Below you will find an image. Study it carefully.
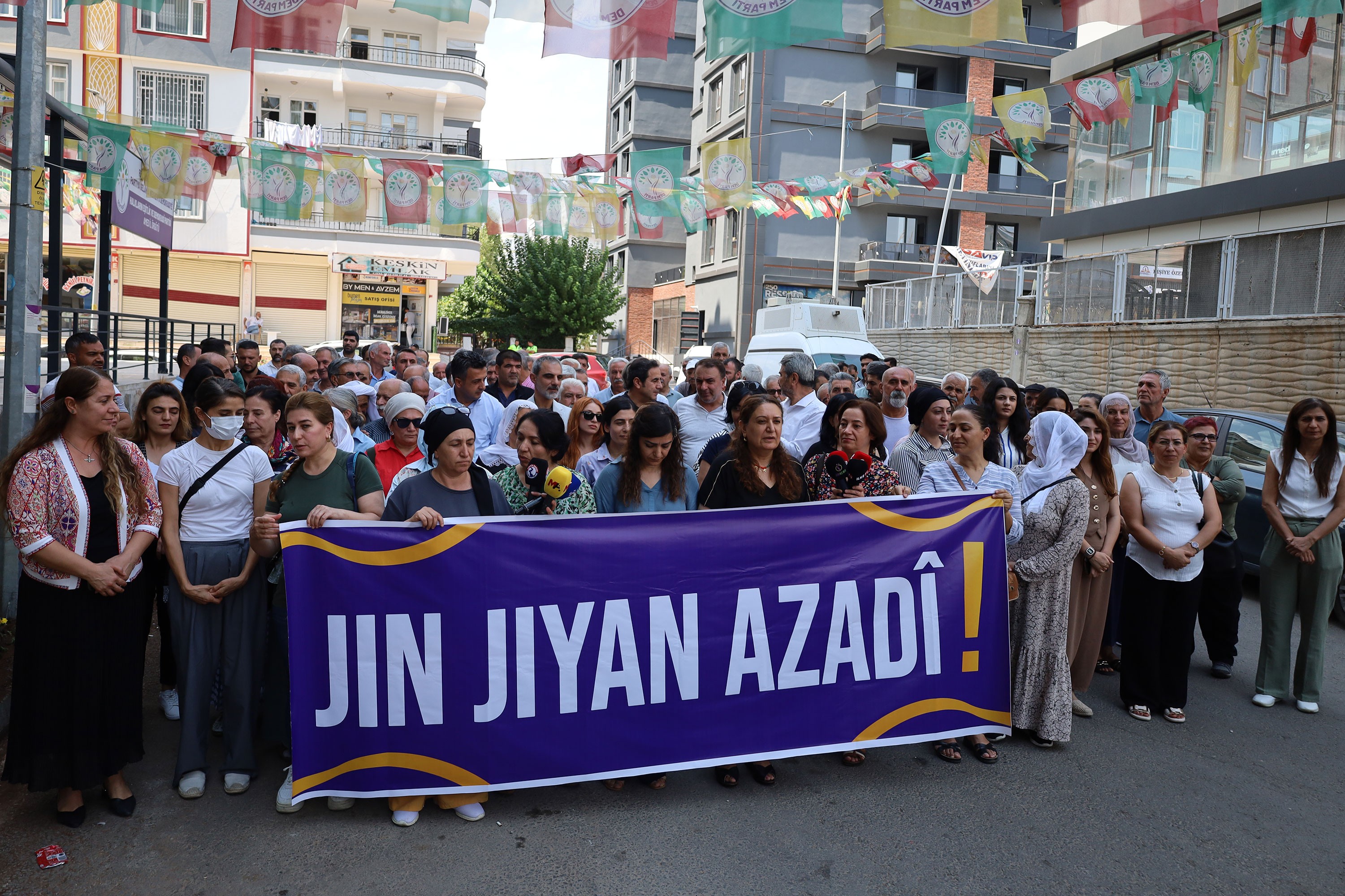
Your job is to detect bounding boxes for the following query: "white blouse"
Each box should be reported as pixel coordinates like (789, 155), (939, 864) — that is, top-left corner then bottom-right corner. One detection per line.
(1270, 448), (1345, 519)
(1126, 464), (1209, 581)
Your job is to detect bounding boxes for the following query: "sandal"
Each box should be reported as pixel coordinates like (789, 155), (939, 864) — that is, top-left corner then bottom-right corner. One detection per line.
(748, 763), (775, 787)
(931, 740), (962, 763)
(967, 739), (999, 766)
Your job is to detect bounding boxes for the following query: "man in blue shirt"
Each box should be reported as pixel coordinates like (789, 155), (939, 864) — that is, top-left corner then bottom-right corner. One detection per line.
(425, 351), (504, 457)
(1135, 367), (1186, 446)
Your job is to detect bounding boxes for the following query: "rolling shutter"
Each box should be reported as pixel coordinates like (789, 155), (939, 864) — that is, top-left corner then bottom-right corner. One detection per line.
(253, 252), (333, 346)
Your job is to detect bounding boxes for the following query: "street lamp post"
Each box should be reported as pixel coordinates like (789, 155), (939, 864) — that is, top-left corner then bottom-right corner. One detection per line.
(822, 90), (848, 300)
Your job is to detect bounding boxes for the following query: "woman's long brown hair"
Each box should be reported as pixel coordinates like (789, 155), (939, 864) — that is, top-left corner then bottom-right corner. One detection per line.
(729, 396), (803, 500)
(0, 367), (145, 515)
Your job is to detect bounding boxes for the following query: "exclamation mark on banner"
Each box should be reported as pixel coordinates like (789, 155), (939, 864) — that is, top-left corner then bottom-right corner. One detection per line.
(962, 541), (986, 671)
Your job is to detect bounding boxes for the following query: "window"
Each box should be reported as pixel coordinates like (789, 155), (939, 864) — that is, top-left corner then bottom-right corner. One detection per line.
(729, 59), (748, 112)
(1224, 418), (1280, 474)
(701, 218), (720, 267)
(136, 70), (206, 129)
(47, 62), (70, 102)
(140, 0), (210, 38)
(289, 99), (317, 125)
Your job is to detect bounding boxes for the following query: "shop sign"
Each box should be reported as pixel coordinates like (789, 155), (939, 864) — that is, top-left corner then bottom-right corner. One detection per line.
(332, 253), (448, 280)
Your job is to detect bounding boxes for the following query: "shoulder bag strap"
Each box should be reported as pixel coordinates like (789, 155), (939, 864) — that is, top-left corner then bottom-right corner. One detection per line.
(177, 445), (247, 514)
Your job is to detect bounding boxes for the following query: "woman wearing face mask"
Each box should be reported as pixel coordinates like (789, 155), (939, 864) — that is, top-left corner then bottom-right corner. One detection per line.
(561, 396), (602, 471)
(574, 396), (635, 486)
(249, 392), (383, 813)
(159, 378), (272, 799)
(495, 410), (597, 514)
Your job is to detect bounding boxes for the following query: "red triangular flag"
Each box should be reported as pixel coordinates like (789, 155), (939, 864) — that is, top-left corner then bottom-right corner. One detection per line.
(383, 159), (429, 223)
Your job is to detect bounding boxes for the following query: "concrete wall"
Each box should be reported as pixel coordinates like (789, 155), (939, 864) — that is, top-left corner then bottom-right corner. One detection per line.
(869, 318), (1345, 413)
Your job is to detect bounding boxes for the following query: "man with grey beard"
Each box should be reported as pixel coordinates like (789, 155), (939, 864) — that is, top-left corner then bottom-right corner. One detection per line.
(882, 367), (916, 455)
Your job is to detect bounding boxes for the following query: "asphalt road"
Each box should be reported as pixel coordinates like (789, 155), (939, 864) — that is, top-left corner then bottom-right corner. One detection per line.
(0, 578), (1345, 896)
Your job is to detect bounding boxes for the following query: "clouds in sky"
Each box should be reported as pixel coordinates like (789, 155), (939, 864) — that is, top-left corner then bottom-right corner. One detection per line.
(479, 19), (609, 171)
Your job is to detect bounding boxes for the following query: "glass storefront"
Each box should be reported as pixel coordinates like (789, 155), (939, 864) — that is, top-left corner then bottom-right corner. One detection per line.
(1068, 16), (1345, 211)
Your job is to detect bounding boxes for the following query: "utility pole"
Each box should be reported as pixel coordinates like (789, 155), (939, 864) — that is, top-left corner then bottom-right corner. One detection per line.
(0, 3), (48, 616)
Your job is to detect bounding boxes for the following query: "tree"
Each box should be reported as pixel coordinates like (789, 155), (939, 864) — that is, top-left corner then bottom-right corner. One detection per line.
(444, 236), (625, 346)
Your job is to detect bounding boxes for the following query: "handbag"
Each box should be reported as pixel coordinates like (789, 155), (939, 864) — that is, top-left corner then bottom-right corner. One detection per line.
(1190, 470), (1237, 572)
(944, 460), (1018, 600)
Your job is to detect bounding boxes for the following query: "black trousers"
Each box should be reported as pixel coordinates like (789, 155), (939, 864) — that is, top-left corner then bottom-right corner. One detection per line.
(1197, 547), (1243, 666)
(1120, 557), (1201, 711)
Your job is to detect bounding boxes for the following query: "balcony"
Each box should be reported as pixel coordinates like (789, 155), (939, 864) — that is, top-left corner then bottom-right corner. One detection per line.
(253, 121), (481, 159)
(251, 207), (480, 240)
(864, 83), (967, 109)
(986, 173), (1051, 196)
(259, 40), (485, 79)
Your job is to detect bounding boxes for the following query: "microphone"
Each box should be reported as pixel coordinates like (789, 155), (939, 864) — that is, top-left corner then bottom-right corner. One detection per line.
(846, 451), (873, 488)
(827, 451), (850, 491)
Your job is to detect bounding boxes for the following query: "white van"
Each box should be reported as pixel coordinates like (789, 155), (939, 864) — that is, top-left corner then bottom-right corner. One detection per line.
(743, 303), (882, 377)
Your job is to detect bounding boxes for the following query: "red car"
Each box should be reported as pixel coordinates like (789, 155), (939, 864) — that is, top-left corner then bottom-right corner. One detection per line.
(532, 351), (606, 389)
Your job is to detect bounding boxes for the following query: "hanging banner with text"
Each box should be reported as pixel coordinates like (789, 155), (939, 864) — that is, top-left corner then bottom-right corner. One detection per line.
(281, 492), (1010, 801)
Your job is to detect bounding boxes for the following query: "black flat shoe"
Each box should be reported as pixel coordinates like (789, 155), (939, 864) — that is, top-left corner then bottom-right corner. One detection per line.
(56, 806), (85, 827)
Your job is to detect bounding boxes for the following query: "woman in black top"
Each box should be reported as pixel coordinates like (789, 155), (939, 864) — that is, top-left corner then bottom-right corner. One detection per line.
(698, 396), (809, 787)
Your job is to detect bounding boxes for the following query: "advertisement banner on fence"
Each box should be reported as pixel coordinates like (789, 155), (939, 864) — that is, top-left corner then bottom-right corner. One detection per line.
(281, 492), (1010, 801)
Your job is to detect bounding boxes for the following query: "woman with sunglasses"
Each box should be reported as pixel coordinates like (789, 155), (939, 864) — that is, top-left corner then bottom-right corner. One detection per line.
(561, 396), (602, 471)
(570, 396), (635, 486)
(364, 392), (425, 494)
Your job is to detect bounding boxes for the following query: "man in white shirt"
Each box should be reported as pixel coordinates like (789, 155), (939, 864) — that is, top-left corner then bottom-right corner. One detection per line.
(673, 358), (729, 464)
(425, 351), (504, 457)
(780, 351), (827, 460)
(882, 367), (916, 457)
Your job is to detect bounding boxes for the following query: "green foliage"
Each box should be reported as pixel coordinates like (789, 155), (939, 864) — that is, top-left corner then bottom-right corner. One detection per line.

:::::

What is being asked: Please transcribe the material above exactly as written. Leave the pictures out.

Exercise solution:
Below you will find an image. Study it carefully.
Your job is to detect bounding boxes for the following query: "white blouse"
Each box should be reported as pixel coordinates like (789, 155), (939, 864) — that is, top-left corner then bottom-right corner. One detection per line.
(1270, 448), (1345, 519)
(1126, 464), (1209, 581)
Your job is to detect bounding boxes for the following query: "sandal"
Each box should be reported as pixel coordinates like (789, 155), (939, 864) — that is, top-left corner then bottom-right corner. One detection per line.
(748, 763), (775, 787)
(931, 740), (962, 763)
(967, 739), (999, 766)
Your job is to detect bounding boxes for the following query: "man in blue shirt"
Each box should be reported as pixel coordinates like (789, 155), (939, 864) — that is, top-left corner then bottom-right corner. One detection per line.
(425, 351), (504, 457)
(1135, 367), (1186, 446)
Your job is to detect bounding boxes for the following query: "rolling shutter"
Each box should be reported as pixel coordinates like (789, 155), (939, 864) — that is, top-left corner then bottom-right corner. One detection per line.
(253, 252), (333, 346)
Your job is to detect bounding boxes for the following query: "street lamp post"
Each box should be reported as pixel coordinates like (789, 155), (939, 864) — that is, top-left corner then bottom-right corner. One detection per line.
(822, 90), (848, 300)
Your job is to detect bounding boxes for the following query: "woman's long brown hair"
Each box should be reported as pixel coordinates like (789, 155), (939, 864) — that is, top-left corner then bottom-right corner. One detection per line.
(729, 396), (803, 500)
(0, 367), (145, 515)
Your job is to detect bounding boxes for the following query: "exclamation mark on banner"
Each box should be reported as pixel coordinates like (789, 155), (939, 864) — that is, top-left corner then bottom-right corner. One detection per line.
(962, 541), (986, 671)
Your job is to detect bounding boxes for the following query: "window"
Each box should be reported as pixel coordinates like (789, 155), (939, 864) — that is, top-left corner then bottom-right corner. One detection per line.
(729, 59), (748, 112)
(1224, 418), (1280, 474)
(701, 218), (720, 267)
(136, 70), (206, 129)
(47, 62), (70, 102)
(140, 0), (210, 38)
(289, 99), (317, 125)
Your job is to detect bounding boxes for the following query: "shop sign"
Each box should be reported as pixel coordinates like (789, 155), (939, 864) — that is, top-left corner then bottom-right corner. One detection per line.
(332, 253), (448, 280)
Your job is to detect bounding boxes for the following query: "shoulder bag strap"
Each box should be reported as pixel coordinates like (789, 155), (939, 864) — that is, top-left corner then bottom-right corner. One detection per line.
(177, 445), (247, 514)
Your job is to detect bounding boxes for the following query: "woman wearing face mask"
Each box should be reported as pixel coordinates like (789, 155), (939, 864) — that is, top-left corner then bottom-right corner. One detection per line.
(561, 396), (602, 471)
(574, 396), (635, 486)
(249, 392), (383, 813)
(159, 378), (272, 799)
(495, 410), (597, 514)
Your job is to detect bounding boxes for the following query: "red triangular flag"
Each box should be reported as pixel coordinates like (789, 155), (939, 864) — that is, top-left corner then bottom-right corner. One detection per line.
(383, 159), (429, 223)
Your job is to detect bounding boxes for the following query: "concrete wall"
Each box should be reported as pixel coordinates like (789, 155), (939, 864) — that is, top-left corner then bottom-right corner. One detection per line.
(869, 318), (1345, 413)
Your job is to detect bounding boxes for the following query: "man with grey beard"
Each box should be reported as pixel coordinates like (789, 155), (939, 864) — that is, top-left corner then bottom-right corner. One detection per line.
(882, 367), (916, 455)
Your job is to detect bounding boxes for the following query: "asphalt road"
Each box should be reported as pixel coordinates like (789, 155), (939, 864) — that is, top-left corner then bottom-right corner. One detection per line.
(0, 578), (1345, 896)
Your job is to detect bounding boxes for the following query: "clouds in sky"
Each box should be reported as pixel coordinates like (789, 155), (939, 864) — that is, top-left corner then bottom-right corner. One detection per line.
(479, 19), (609, 171)
Your job is to detect bounding boxes for the following query: "glass storefront"
Each box should be reported as pixel coordinates like (789, 155), (939, 864) — that is, top-left corner then bottom-right corner. One detection per line.
(1068, 16), (1345, 211)
Your job is to detect bounding boxes for the following query: "utility pole"
Each box should be reported as pixel coordinates like (789, 155), (939, 864) — that is, top-left corner then bottom-right corner. One detection per line.
(0, 3), (48, 616)
Your job is to detect bounding boxes for the following query: "tree"
Each box should be reported as pixel coordinates like (789, 155), (939, 864) — that is, top-left corner then bottom-right corner. One detection per line.
(444, 236), (625, 346)
Your job is to detect bounding boxes for the following query: "handbag"
Each box should be reported as pixel coordinates like (789, 155), (939, 864) — that is, top-left corner then bottom-right corner. One detection per line.
(1190, 470), (1237, 572)
(944, 460), (1018, 600)
Your job is to detect bounding boxes for the following query: "black trousers"
Each box should be reported as pixel coordinates like (789, 155), (939, 864) — that is, top-left corner then bottom-right corner. One detection per line.
(1197, 547), (1243, 666)
(1120, 557), (1201, 711)
Your job is to detect bounding boxes for the following query: "balcony"
Each box should be reported as pixel coordinates like (789, 155), (939, 864) — that is, top-left corner then bottom-right corner. One detection per line.
(253, 121), (481, 159)
(251, 207), (480, 240)
(864, 83), (967, 109)
(986, 173), (1051, 196)
(259, 40), (485, 79)
Your job is to detect bounding boxes for the following query: "microphone"
Each box should be reported as pixel coordinates like (789, 155), (939, 864) — that is, top-left corner then bottom-right corner. One detection per line.
(846, 451), (873, 488)
(827, 451), (850, 491)
Your job is to detect bounding boxes for the following query: "white van"
Each box should be reported as pixel coordinates like (789, 155), (939, 864) — that is, top-left corner then bottom-right corner. One detection per line.
(743, 303), (882, 377)
Your job is to detect bounding boxes for the following query: "red car"
Each box should be reported as pixel coordinates like (789, 155), (939, 864) — that is, top-left corner then bottom-right corner. One detection per line.
(532, 351), (606, 389)
Your job is to detect bounding boxes for the following query: "hanging banner with text"
Each box should be reported as pixel coordinates like (789, 155), (939, 864) — that is, top-left corner then bottom-right corner. One detection per line.
(281, 492), (1010, 801)
Your job is to detect bounding boxes for the following query: "black flat shoe"
Each box should be reported as pixel coordinates like (789, 155), (939, 864) — that is, top-left corner then bottom-right corner. One detection per line.
(56, 806), (85, 827)
Your job is to detect bounding boxes for the following query: "woman in black top"
Each box should be reported as pixel coordinates like (789, 155), (939, 864) — that is, top-left corner then bottom-right corner. One detection per line.
(698, 396), (809, 787)
Your job is to detect bounding boxes for the following query: "advertisement banner on fence"
Each box should be reported as pixel coordinates like (789, 155), (939, 864) — that is, top-left corner then bottom-right corner. One detection per line.
(281, 492), (1010, 801)
Your job is to detect bounding boxes for the following query: "woman with sunglasses"
Each box should be reported as pixel coordinates like (789, 155), (939, 864) — that is, top-left corner then bottom-right corner. One detection per line.
(561, 396), (602, 471)
(570, 396), (635, 486)
(364, 392), (425, 494)
Your job is to detect bounding boxes for the following query: "man in white shirt"
Each box should be reported as pixel coordinates like (789, 155), (939, 864) — that is, top-left corner then bottom-right corner. One detection per line.
(673, 358), (729, 464)
(425, 351), (504, 457)
(780, 351), (827, 460)
(882, 367), (916, 457)
Your job is to detect bounding boxes for the following query: "green foliage"
Each box should be reported as pixel coordinates like (789, 155), (939, 864) — that is, top-left corner then bottom-right corner. One detection per line.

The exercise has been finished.